Task requirements -> Please give the count of lines in the listing underneath that hold "below", leaving out everything else.

○ ○ ○ ○ ○

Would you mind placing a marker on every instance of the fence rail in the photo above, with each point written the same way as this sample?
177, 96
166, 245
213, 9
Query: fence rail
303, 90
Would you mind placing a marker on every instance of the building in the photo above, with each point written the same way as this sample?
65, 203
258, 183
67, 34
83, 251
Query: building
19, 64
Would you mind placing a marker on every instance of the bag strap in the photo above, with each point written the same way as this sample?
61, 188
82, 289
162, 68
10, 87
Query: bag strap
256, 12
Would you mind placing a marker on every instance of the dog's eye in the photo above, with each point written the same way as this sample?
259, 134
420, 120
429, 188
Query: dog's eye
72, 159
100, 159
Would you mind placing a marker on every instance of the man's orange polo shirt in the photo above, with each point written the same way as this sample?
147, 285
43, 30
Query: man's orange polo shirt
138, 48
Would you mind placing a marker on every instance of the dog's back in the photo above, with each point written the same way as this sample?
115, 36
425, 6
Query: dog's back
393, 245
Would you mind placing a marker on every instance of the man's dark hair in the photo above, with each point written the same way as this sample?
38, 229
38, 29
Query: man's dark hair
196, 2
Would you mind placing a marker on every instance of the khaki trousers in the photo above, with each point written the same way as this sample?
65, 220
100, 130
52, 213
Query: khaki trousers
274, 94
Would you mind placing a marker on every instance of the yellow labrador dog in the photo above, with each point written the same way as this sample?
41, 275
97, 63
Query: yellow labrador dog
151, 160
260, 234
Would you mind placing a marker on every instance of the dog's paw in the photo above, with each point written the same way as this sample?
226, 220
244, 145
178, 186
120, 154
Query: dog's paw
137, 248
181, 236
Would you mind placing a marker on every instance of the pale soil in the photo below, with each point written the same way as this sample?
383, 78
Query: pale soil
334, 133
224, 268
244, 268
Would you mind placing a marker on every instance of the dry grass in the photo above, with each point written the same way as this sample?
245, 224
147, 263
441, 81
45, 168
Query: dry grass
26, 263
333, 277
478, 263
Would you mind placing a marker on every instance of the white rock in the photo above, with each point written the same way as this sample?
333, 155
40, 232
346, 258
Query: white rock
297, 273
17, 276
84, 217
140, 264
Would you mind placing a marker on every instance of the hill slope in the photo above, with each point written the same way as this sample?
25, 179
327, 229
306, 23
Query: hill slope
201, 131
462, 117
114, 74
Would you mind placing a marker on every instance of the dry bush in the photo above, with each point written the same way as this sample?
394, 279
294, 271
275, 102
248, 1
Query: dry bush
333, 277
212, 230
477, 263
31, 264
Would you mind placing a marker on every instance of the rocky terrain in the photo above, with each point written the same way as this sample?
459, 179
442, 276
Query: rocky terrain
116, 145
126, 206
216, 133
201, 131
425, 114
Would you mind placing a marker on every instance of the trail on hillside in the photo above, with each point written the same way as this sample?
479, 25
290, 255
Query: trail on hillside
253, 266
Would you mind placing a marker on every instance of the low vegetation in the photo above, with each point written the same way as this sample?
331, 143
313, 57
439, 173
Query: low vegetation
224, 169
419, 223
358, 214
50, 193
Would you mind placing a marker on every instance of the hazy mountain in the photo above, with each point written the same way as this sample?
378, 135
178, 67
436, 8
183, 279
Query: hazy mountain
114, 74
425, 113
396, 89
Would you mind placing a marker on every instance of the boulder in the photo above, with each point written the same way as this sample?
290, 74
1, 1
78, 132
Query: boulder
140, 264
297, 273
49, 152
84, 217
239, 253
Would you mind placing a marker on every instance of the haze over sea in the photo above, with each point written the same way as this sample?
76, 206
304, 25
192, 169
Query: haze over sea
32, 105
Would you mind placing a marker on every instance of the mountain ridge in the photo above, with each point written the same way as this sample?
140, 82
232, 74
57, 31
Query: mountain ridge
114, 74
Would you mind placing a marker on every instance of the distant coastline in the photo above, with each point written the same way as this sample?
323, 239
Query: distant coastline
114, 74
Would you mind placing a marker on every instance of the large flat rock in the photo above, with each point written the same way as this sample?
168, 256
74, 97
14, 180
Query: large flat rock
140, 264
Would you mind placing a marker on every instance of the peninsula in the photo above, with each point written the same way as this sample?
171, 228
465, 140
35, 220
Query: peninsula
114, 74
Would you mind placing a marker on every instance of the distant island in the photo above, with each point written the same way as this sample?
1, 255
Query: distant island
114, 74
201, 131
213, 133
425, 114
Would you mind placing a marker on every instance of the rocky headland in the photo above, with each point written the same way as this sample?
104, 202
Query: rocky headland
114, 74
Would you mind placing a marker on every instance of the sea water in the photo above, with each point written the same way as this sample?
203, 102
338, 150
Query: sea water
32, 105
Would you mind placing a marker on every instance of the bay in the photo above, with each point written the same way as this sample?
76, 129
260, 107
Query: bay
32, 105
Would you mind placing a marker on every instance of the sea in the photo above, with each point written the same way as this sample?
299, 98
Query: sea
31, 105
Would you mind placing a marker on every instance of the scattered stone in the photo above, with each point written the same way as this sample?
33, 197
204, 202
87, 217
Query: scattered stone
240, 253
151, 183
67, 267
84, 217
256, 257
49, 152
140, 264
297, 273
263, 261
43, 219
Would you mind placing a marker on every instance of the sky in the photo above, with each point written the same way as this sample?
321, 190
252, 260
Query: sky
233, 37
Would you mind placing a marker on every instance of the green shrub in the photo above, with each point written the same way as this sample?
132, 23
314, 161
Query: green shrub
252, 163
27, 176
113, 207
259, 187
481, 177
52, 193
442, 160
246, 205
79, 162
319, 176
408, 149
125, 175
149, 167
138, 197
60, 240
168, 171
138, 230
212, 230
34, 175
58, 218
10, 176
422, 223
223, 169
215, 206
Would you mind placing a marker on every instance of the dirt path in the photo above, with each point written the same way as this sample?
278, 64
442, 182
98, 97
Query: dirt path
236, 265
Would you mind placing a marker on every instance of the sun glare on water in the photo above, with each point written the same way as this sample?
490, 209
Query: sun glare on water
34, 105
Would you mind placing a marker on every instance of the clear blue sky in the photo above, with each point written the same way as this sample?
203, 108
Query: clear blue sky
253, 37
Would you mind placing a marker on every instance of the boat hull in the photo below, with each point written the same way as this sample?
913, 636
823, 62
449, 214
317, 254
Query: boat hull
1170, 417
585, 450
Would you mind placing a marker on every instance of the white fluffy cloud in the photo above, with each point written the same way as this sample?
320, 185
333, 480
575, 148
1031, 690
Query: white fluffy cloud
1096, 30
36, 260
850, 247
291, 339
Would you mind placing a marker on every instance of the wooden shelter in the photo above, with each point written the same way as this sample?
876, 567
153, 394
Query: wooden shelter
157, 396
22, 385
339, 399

○ ○ ○ ○ ○

Answer box -> 2